>> START

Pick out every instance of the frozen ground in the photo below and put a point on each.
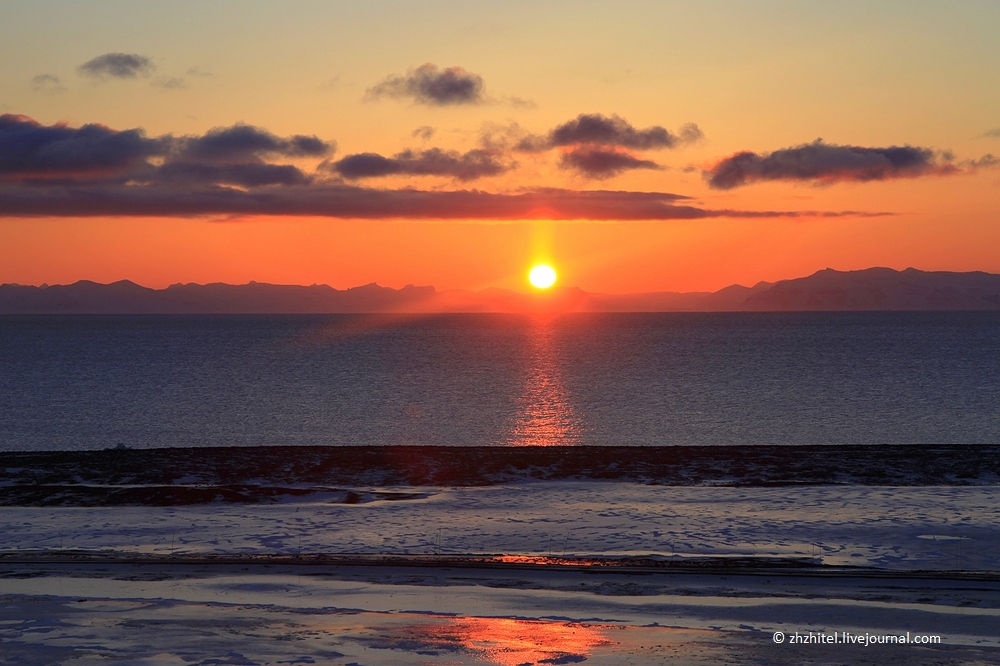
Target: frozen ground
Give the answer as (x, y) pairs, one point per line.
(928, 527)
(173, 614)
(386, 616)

>> END

● **Instructions to follow**
Rewrite the items above with "frozen ground" changed to "icy terrain" at every occurrence and everything else kept the same. Omit the pictures from your version.

● **Answer**
Pick out every instance of the icy terrain in the photo below and put a point on each.
Target: icy terrain
Give the answer as (x, y) pairs, one point per line.
(928, 527)
(173, 614)
(386, 616)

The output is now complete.